- _THE PROBLEM_
Of the entries below, restate word for word only the section that runs from the line with "Spot the white interior" to the line with "[[199, 293], [54, 389], [236, 296]]", counting both ends.

--- START ---

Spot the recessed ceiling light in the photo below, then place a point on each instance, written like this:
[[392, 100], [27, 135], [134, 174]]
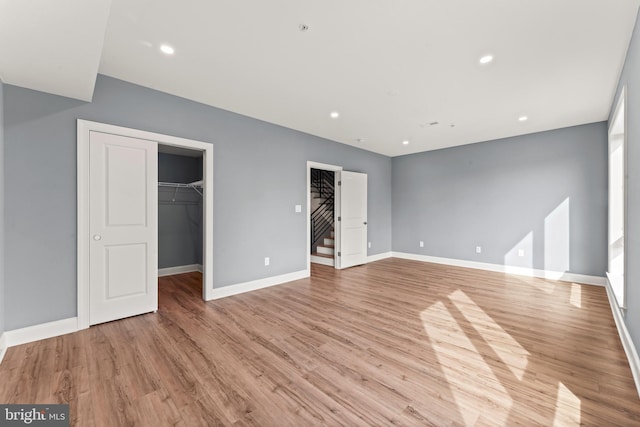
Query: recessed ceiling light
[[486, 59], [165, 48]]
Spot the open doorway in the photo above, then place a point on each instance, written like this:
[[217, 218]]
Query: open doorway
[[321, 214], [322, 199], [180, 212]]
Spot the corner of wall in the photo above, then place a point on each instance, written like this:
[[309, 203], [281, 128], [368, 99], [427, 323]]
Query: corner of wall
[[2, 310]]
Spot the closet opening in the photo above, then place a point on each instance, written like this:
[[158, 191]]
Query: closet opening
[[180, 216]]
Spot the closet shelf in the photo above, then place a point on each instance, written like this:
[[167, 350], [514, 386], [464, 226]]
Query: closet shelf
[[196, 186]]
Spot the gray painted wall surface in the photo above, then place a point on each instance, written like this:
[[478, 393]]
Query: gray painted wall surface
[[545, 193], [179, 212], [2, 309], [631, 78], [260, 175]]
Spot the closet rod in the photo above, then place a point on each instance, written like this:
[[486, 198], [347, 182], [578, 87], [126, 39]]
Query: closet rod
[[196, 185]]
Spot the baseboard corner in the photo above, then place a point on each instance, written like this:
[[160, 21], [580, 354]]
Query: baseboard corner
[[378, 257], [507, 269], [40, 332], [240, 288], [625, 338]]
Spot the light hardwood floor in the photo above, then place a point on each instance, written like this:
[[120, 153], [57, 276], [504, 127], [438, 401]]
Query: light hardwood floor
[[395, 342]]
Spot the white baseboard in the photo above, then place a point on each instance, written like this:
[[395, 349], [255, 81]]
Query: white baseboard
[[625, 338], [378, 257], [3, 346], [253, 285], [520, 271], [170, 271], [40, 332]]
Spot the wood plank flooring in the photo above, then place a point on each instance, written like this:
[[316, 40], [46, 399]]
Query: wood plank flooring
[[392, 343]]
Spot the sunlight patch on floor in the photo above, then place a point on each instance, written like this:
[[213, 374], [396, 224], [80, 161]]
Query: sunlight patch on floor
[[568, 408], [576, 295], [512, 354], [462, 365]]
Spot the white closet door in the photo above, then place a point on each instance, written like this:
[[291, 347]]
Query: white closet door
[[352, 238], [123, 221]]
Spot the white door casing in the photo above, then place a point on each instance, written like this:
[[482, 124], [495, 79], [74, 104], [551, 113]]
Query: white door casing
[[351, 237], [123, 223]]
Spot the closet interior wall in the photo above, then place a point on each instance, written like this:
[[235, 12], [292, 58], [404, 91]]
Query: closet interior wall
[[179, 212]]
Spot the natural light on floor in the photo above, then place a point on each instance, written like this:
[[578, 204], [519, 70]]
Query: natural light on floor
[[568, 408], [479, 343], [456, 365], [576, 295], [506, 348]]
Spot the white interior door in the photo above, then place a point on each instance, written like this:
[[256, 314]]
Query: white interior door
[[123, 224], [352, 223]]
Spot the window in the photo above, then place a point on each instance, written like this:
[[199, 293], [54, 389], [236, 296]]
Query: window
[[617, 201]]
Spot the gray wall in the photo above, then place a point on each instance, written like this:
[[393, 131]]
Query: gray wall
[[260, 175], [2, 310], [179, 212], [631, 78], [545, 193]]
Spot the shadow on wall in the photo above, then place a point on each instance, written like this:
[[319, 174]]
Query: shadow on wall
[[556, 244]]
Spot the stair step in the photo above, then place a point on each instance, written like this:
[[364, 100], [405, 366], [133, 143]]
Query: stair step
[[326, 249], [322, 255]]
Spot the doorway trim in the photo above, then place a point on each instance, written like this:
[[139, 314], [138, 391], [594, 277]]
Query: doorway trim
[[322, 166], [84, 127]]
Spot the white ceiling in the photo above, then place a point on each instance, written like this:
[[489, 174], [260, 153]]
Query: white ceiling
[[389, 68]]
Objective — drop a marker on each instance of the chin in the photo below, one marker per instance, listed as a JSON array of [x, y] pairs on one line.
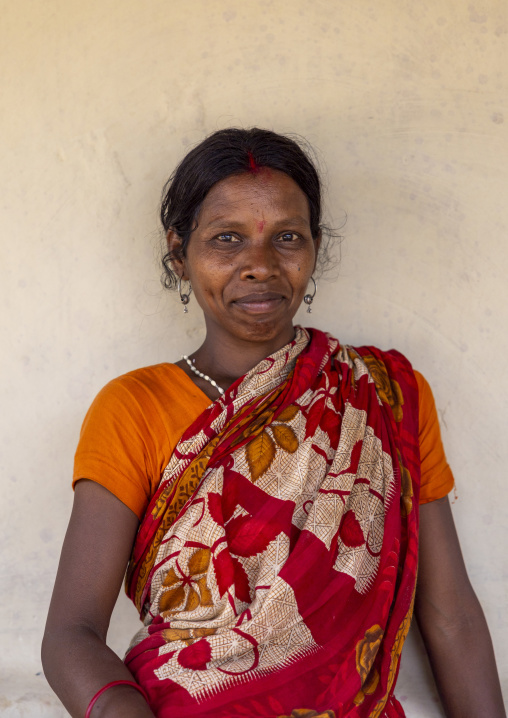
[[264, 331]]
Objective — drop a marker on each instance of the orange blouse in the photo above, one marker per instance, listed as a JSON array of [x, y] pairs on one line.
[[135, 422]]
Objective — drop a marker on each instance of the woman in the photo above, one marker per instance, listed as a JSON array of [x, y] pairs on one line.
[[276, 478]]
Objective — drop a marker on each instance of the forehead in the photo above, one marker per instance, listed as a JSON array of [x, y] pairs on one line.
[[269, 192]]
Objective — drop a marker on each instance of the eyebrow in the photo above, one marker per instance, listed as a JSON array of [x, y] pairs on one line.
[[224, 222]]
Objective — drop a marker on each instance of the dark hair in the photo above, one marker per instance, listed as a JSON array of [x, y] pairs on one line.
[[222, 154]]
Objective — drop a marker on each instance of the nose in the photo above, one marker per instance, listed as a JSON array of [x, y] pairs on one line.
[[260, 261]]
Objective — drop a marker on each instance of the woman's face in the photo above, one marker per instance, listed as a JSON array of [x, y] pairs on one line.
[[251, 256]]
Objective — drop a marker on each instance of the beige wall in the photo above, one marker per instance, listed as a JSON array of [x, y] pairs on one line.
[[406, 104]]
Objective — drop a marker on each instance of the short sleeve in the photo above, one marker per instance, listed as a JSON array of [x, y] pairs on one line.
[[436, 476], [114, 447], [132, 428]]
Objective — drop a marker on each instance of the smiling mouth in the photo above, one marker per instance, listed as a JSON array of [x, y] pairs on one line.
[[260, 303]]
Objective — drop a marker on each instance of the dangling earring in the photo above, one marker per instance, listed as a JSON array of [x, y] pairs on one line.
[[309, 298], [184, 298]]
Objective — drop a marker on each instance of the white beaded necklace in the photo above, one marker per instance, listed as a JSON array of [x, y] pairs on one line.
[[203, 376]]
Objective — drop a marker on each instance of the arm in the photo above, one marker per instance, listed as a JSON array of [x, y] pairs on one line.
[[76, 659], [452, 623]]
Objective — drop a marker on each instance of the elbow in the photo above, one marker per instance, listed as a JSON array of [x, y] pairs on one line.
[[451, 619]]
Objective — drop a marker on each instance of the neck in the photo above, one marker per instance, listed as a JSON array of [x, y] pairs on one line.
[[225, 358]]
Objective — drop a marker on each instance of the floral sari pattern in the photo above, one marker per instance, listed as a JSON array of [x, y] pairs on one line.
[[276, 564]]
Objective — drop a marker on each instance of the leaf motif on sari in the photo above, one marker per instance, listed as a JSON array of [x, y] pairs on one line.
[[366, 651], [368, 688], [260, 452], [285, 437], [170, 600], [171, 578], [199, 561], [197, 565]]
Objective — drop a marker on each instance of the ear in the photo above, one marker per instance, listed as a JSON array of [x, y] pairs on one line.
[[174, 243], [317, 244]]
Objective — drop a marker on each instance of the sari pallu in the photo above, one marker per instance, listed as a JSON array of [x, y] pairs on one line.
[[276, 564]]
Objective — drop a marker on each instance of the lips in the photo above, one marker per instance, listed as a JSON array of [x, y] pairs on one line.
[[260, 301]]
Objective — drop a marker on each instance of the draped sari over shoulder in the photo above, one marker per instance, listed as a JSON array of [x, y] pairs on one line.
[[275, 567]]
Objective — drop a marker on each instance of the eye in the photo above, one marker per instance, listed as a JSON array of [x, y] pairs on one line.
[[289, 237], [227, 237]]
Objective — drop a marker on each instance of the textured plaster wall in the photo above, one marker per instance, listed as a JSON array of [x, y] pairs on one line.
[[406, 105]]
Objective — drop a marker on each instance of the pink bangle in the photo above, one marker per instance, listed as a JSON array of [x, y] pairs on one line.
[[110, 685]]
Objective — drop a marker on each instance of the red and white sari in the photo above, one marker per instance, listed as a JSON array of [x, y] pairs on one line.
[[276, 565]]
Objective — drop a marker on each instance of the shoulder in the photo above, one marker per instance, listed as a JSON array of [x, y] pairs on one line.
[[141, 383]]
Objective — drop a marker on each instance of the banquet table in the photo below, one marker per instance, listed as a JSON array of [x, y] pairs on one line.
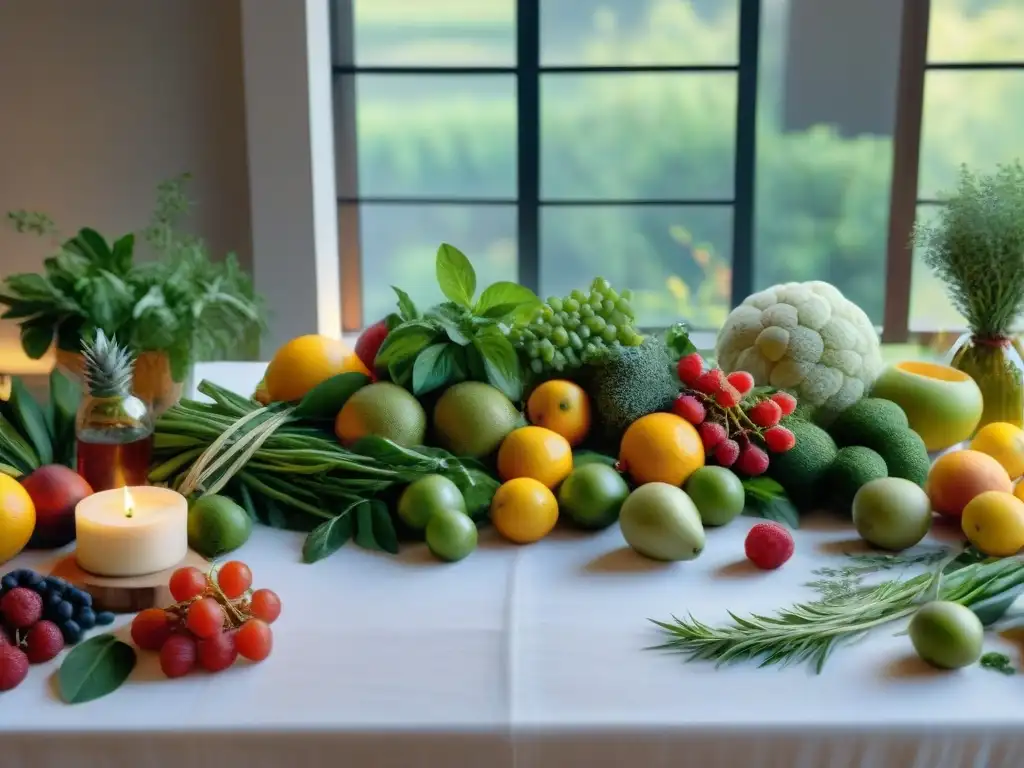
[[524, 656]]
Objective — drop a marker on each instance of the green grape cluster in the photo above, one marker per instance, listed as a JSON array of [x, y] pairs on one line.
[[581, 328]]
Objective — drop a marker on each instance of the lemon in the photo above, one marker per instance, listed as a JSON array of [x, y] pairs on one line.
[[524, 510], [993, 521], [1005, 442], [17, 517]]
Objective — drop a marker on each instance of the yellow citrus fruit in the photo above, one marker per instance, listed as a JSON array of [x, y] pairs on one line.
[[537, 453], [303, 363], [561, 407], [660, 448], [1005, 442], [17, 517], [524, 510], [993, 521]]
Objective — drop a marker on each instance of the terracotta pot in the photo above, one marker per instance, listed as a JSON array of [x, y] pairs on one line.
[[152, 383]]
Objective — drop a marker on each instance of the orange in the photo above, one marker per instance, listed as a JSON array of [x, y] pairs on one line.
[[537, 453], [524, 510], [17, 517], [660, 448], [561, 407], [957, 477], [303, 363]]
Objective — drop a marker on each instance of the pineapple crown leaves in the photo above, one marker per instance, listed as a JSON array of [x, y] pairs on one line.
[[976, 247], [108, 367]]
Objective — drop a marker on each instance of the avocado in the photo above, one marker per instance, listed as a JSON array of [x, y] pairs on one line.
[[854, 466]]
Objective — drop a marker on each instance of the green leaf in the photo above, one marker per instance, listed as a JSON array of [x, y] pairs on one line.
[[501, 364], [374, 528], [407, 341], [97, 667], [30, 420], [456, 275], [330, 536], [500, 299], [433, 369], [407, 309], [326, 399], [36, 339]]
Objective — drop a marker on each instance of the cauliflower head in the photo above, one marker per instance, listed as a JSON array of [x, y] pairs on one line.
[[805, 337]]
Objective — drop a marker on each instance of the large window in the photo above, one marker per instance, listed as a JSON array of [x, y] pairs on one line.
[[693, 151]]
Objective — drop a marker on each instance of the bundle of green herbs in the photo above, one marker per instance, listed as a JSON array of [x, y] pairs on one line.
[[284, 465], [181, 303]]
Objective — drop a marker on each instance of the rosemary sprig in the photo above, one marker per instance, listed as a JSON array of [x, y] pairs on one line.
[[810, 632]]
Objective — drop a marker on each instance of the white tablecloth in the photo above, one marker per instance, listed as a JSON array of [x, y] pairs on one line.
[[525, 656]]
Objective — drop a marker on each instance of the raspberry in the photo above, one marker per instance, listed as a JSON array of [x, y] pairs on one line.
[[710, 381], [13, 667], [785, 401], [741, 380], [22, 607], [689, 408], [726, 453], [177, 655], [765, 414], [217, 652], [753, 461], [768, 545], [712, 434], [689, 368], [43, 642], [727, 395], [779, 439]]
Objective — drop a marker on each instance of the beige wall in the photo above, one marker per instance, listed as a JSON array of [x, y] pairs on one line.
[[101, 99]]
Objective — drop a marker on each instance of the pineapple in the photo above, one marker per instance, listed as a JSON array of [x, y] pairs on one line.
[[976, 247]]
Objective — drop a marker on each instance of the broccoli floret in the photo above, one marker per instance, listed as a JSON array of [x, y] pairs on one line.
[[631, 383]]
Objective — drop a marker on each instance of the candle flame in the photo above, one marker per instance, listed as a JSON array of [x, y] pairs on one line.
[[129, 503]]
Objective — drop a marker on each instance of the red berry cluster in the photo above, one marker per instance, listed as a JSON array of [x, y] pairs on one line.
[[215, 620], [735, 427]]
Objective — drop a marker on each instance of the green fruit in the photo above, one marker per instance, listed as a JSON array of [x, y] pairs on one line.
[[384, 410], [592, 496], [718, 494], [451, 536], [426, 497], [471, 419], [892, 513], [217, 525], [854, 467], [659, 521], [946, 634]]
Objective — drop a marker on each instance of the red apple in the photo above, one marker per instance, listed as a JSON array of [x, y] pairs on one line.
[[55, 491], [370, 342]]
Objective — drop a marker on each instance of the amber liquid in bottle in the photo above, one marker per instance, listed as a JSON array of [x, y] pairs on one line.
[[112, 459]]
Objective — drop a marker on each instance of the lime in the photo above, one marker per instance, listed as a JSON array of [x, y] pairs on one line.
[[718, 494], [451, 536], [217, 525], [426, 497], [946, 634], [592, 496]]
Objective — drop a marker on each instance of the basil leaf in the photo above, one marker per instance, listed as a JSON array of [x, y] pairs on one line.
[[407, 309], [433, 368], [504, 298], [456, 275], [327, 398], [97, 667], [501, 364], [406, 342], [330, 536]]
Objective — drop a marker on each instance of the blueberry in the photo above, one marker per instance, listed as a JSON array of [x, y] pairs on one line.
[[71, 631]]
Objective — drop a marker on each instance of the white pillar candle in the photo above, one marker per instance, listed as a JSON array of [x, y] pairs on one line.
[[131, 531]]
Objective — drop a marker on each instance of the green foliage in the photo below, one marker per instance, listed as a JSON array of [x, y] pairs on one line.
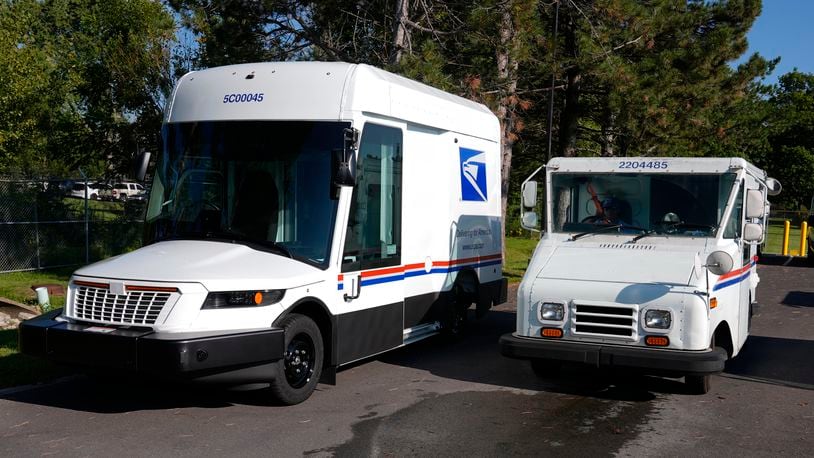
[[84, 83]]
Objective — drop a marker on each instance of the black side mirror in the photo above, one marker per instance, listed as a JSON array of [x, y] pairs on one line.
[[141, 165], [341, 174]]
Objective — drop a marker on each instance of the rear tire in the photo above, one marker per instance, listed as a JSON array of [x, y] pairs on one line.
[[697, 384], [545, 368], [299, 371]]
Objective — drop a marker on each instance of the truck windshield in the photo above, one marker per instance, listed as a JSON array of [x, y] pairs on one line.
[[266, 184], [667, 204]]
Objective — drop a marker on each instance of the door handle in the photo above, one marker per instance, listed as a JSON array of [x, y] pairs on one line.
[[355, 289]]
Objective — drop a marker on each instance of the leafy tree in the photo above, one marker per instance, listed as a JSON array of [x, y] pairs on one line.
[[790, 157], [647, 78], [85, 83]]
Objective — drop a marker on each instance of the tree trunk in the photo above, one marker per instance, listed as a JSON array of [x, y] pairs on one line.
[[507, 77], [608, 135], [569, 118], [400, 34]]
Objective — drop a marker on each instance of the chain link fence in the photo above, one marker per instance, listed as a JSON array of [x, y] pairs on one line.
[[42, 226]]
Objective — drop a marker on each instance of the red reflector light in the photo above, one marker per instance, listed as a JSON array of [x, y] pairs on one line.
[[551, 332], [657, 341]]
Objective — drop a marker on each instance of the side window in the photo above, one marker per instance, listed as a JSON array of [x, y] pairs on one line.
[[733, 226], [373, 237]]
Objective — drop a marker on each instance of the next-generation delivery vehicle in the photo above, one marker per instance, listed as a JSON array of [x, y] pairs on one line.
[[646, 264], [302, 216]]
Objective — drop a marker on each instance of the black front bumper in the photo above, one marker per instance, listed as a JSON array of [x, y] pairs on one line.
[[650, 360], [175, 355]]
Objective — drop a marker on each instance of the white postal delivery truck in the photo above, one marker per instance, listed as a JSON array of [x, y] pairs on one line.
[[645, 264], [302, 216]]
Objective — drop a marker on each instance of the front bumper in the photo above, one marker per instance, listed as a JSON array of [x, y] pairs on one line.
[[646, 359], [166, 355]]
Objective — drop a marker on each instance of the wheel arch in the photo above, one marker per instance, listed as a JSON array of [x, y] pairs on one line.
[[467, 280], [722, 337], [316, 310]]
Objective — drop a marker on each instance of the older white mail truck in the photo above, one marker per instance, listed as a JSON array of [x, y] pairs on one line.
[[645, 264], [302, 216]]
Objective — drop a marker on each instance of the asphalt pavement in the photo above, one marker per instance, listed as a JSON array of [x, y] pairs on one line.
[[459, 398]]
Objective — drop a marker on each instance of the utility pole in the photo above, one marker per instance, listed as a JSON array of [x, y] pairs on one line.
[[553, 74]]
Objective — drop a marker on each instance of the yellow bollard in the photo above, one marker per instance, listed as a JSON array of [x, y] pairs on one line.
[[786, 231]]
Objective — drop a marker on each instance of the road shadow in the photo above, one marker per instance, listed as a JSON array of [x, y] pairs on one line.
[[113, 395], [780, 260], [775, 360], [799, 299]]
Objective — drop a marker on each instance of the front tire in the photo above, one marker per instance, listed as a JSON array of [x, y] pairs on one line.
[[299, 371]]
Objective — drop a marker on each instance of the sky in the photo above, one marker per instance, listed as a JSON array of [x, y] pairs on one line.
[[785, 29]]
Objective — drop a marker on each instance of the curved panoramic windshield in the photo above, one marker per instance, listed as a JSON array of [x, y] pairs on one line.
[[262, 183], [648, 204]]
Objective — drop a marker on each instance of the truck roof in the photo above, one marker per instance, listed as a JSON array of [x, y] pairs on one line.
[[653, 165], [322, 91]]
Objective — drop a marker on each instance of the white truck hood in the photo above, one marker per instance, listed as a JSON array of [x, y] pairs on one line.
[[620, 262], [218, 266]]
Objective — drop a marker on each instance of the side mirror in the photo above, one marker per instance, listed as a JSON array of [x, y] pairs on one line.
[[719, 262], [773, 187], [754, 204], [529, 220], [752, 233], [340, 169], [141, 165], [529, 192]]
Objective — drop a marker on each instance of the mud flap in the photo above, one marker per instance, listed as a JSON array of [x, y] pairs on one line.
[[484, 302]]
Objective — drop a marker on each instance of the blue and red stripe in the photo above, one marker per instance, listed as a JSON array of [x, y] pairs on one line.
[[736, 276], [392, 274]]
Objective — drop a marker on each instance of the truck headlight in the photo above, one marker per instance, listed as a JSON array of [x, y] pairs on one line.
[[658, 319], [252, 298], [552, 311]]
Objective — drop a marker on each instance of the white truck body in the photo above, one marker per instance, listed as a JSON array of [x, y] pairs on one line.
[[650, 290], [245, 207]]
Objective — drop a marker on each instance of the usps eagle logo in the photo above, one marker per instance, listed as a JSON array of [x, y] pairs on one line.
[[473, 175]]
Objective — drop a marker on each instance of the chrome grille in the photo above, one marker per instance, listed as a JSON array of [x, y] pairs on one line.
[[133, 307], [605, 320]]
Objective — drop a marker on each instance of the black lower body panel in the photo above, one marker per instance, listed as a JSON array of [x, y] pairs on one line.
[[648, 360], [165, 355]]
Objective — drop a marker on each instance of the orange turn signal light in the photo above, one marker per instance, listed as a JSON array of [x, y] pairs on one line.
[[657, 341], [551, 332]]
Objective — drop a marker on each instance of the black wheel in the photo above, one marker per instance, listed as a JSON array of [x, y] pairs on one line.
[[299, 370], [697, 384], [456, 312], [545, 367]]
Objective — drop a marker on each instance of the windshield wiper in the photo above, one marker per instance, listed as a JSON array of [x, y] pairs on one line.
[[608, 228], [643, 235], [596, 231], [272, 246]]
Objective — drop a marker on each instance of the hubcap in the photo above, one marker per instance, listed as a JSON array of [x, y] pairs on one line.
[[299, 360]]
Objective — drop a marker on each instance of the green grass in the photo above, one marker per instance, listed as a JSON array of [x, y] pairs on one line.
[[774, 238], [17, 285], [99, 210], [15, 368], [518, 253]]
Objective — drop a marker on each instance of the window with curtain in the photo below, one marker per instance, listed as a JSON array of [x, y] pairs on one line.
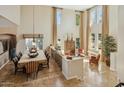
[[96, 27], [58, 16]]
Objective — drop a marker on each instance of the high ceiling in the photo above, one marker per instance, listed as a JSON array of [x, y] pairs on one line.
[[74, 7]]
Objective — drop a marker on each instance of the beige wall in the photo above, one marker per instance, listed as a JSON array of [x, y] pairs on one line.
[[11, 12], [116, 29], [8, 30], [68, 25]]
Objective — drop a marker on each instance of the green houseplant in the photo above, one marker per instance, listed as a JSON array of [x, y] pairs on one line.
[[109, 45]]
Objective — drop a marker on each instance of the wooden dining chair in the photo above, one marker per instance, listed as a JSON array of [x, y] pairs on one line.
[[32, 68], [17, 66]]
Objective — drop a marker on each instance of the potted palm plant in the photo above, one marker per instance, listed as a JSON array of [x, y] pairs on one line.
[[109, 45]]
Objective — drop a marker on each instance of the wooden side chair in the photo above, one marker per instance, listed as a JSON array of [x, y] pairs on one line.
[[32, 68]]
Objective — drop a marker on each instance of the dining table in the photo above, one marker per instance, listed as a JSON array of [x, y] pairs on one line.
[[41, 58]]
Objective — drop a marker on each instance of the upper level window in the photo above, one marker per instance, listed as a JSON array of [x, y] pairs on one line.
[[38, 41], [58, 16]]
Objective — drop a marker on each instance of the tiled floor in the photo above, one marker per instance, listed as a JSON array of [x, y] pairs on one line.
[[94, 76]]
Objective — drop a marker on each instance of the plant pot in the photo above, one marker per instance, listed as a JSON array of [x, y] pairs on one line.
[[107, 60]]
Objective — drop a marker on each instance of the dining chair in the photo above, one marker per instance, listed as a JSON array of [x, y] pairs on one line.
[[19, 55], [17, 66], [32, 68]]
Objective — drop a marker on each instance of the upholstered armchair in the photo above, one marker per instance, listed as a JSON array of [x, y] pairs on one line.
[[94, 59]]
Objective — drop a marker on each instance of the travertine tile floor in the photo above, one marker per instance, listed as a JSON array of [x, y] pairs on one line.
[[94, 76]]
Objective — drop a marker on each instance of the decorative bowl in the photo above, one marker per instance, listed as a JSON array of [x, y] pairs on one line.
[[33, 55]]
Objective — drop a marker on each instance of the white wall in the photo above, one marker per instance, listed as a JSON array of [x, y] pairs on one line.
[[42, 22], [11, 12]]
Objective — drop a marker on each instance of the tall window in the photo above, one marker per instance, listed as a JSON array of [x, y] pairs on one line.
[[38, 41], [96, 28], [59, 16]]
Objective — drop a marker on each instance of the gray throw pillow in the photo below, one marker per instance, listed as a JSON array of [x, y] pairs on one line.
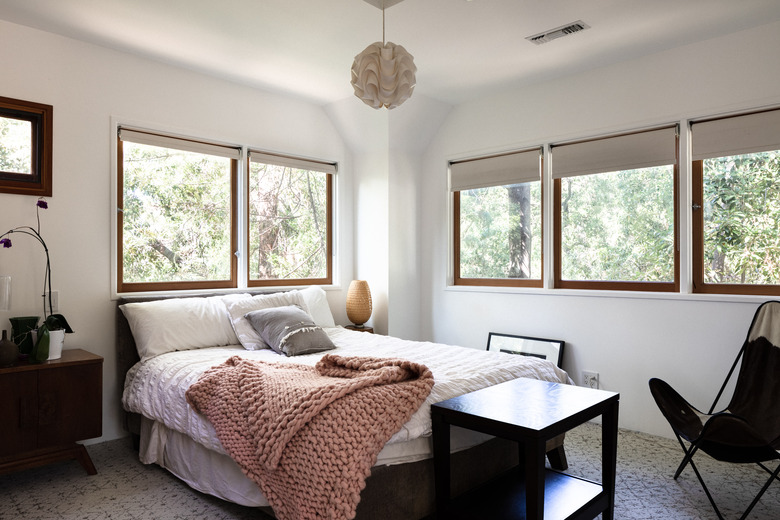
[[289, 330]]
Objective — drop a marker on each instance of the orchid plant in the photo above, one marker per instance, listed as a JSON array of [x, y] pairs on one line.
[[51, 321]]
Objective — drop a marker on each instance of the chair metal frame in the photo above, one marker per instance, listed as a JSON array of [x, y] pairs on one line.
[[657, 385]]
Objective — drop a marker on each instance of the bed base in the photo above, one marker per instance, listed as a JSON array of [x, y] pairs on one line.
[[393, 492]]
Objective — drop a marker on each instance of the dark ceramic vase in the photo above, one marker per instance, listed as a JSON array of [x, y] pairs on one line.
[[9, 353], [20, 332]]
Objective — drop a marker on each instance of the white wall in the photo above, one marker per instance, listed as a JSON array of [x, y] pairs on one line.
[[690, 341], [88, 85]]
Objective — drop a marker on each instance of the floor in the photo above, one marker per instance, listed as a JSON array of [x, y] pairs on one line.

--- END ---

- _YOUR SOLUTION_
Spot the white interior door in the photo above, then place a point on each instance, written like this:
[[256, 314]]
Query: white interior door
[[123, 224], [352, 223]]
Spot the window in the photo above, then place a point on each instance, written like this:
[[199, 293], [54, 389], [236, 296]]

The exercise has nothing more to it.